* **The problem**: Return the records as they stand. No picture is to be included.

▼

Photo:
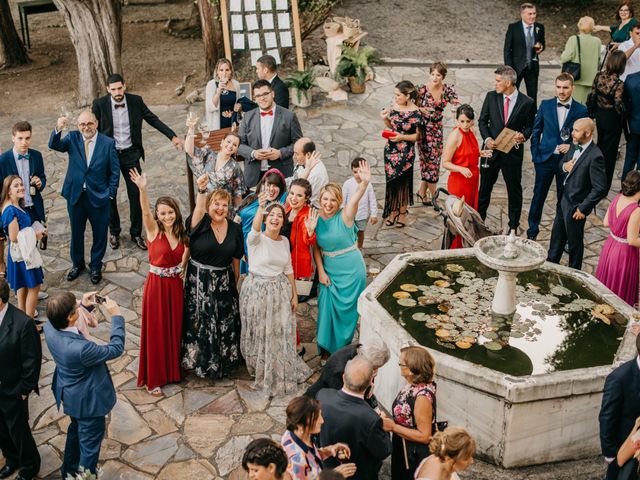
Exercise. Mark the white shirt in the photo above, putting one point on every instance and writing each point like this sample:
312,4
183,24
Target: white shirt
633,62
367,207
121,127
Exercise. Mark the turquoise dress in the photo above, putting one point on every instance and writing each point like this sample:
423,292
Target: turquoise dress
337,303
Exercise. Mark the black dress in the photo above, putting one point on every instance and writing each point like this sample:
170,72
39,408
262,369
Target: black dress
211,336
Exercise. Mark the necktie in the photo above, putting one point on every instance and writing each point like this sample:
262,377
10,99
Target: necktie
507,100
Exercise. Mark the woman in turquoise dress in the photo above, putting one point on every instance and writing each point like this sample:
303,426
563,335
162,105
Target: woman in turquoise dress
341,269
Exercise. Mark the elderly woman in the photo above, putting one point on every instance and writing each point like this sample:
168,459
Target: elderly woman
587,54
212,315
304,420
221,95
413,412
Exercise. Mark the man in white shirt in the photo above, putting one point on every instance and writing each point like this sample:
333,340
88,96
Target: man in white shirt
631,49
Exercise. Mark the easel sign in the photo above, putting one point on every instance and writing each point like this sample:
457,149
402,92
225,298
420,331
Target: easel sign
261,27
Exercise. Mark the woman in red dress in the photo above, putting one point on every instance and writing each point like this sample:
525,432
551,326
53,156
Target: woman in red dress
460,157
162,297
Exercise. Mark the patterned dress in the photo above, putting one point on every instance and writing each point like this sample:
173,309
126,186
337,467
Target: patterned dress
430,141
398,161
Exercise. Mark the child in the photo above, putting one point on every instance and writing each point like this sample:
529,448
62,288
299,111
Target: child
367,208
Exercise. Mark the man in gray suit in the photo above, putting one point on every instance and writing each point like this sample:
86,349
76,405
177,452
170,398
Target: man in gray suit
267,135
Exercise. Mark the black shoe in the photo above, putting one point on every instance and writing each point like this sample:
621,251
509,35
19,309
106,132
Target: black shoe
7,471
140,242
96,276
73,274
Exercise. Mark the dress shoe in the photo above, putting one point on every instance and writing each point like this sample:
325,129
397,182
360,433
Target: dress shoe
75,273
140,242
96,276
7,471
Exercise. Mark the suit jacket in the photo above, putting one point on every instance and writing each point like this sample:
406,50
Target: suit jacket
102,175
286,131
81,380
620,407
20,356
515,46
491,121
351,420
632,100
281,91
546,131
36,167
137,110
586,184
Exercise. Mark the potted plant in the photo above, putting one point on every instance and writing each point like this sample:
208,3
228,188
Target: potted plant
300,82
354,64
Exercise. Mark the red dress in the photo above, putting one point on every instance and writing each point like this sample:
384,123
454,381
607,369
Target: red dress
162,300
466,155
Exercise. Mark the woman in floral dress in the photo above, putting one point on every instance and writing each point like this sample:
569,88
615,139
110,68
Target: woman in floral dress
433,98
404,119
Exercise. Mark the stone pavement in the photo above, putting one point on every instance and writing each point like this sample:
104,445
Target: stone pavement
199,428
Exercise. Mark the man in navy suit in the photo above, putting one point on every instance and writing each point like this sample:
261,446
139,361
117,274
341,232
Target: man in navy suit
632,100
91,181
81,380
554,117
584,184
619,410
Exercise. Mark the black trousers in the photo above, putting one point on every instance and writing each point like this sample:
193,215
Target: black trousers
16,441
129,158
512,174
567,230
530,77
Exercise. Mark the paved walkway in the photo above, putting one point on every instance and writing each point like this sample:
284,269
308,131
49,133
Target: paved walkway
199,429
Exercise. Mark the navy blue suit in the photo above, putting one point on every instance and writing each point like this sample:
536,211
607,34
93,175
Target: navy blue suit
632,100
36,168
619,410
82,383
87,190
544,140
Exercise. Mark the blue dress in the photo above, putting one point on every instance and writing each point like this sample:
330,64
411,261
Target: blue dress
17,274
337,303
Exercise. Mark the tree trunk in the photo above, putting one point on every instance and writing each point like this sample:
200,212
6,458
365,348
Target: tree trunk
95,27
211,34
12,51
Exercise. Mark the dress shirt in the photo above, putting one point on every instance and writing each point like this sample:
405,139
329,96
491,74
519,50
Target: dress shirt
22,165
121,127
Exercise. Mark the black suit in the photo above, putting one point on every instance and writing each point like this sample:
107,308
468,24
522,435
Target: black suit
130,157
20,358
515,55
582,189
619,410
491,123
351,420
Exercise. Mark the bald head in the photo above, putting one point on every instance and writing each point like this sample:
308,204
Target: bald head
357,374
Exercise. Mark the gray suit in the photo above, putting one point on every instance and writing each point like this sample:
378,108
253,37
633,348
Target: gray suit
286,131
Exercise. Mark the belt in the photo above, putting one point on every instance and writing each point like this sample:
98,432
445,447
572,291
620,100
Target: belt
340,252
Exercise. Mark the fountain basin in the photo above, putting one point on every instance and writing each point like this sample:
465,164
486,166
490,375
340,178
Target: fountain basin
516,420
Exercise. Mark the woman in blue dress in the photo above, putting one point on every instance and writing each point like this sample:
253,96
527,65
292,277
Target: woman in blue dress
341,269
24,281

▲

* **Response area**:
Photo:
Exercise. Mark the white shirt in the photo above, putting one point on every instance and writing each point like this sample:
312,4
183,24
Target: white shirt
633,62
367,207
121,127
Exercise. Mark the turquoise dress in the photo above, putting one point on every instance and writing each point like this sample:
423,292
Target: turquoise dress
337,303
Exercise. Mark the black dress in the photo above, putting one point on every instance and writing each point like this sample:
170,72
39,408
262,369
Target: black dress
211,336
Exercise. Mark the necktie in the photo above, putting one point on every instance and writing each point like this sample:
262,377
10,99
Target: necktie
507,100
Exercise. Mark the woman in turquoise dress in the photo above, putting one point on every instance and writing each point like this sample:
303,426
563,335
162,105
Target: woman in turquoise dress
341,269
Exercise. Mark the elderly woman in the photo above, putting one point on every instance and writing each point like this sample:
168,459
Target: elderly woman
587,54
212,315
304,420
221,95
413,412
Exercise. Mark the man in white shirt in the photo above, putting one point on every instance and writing each point like this sample:
333,340
88,96
Target: man in white shirt
631,49
Exercise. Mark the easel sign in the photo above, putting one point on every instance and writing each point like this sample:
457,149
402,92
225,298
420,331
Target: easel sign
261,27
Exercise. Mark the woman in red dress in the photo above, putting one point on every instance and writing each point like this sample:
525,432
551,326
53,156
Target: woman in red dress
460,157
162,297
Exercise. Mark the patterned dress in the photo above, putting one point on every instance and writing each point like this sample:
173,309
126,186
337,467
Target: patterned dress
430,141
398,161
Exercise. Mark the child in the photo above, putting one point on every instance and writing each point like this sample:
529,448
62,288
299,111
Target: child
367,208
Exercise. Mark the man in gray suit in the photo above, putting one point on every instance and writing each point like this sample:
86,349
76,405
177,452
170,398
Target: man in gray suit
267,135
Exercise. Mark the black shoe in the photo above, putting one point on every instance and writing each point like this sample:
621,251
509,35
19,309
106,132
Target: black shoe
7,471
140,242
96,276
73,274
Exercise. Mark the dress shoe in the photo above, putting one point on every instance and writing each point like this sample:
325,129
397,182
360,433
Target: dress shoe
75,273
140,242
96,276
7,471
Exercise. Mark the suit jacket in the photo above, putting one point on every instance and writing each point like this sample:
406,50
Target: suit jacket
102,175
286,131
81,380
620,407
20,356
515,46
491,121
351,420
632,100
281,91
546,131
36,167
137,110
586,184
Exercise. Mark the potted plant in the photo above, putting one point on every instance and writing each point like this sample:
208,3
228,188
Target: potted plant
300,82
354,64
Exercise. Mark the red dress in the photo above, putting one point on every instance and writing each point like this sample:
384,123
454,381
607,369
Target: red dress
162,300
466,155
Exercise. Mark the woman in floral dress in the photo above, putting one point on every instance and writing each point like this sample:
569,88
615,139
110,68
Target: woman in floral dress
433,98
404,119
Exercise. Mark the stone pavement in the photo above, putting one point on every instance and writing each point like this sample:
104,445
Target: stone pavement
199,428
Exercise. Mark the man in navy suit in the photo above, putting one point on every instance and writing each point like this sample:
261,446
139,361
117,274
341,232
Target: man in navy suit
632,100
91,181
81,380
554,117
584,184
619,410
Exercise. Mark the black trousers in the photo above, putting one point on every instance and writing each point like this sample:
193,215
Target: black trousers
16,441
129,158
512,174
567,230
530,77
Exercise. Mark the paved walkway in the photo above, putting one point on every instance and writing each point like this sample:
284,269
308,131
49,133
Target: paved walkway
199,429
Exercise. Mark the navy blue suit in the photo above, putting one point on every instance and writing each point like this sample:
536,211
607,34
93,175
Target: navy blue suit
632,100
36,168
619,410
82,383
87,190
544,140
Exercise. Mark the blue dress in the photo above, putting one point on every instance and writing each point like this sample:
330,64
411,261
Target: blue dress
17,274
337,303
Exercise. Mark the tree trunk in the photo above, putting one point on every instance and writing each point like this sample:
200,212
6,458
365,348
Target: tree trunk
95,27
211,34
12,51
Exercise. Mark the dress shirt in the photo above, putting one point on every instance and writing each point like this sample:
405,139
329,96
491,74
519,50
Target: dress shirt
22,165
121,127
Exercise. Mark the black suit in the photo above, putting one point on every instance and writing each point like this sample:
107,308
468,24
522,435
Target: black suit
130,157
20,358
515,55
582,189
619,410
491,123
351,420
Exercise. Mark the bald head in the photo above, putting one point on every instance and writing each point like this sample:
308,204
Target: bald head
357,374
Exercise. Mark the gray suit in the photo above, putting one point on every instance and writing each point like this sample:
378,108
253,37
633,348
Target: gray suit
286,131
Exercise. Mark the belt in the photo above, putting one point on every instance and writing each point like this sample:
98,432
445,447
572,291
620,100
Target: belt
340,252
Exercise. Mark the fountain basin in the photo above, putting one point on every instance and writing each point like this sample:
465,164
486,166
490,375
340,178
Target: fountain basin
516,420
Exercise. Mark the woman in blue dress in the photo above, putting one point on every instance and writing each point like this sample:
253,96
527,65
292,277
Target: woman in blue dress
341,269
24,281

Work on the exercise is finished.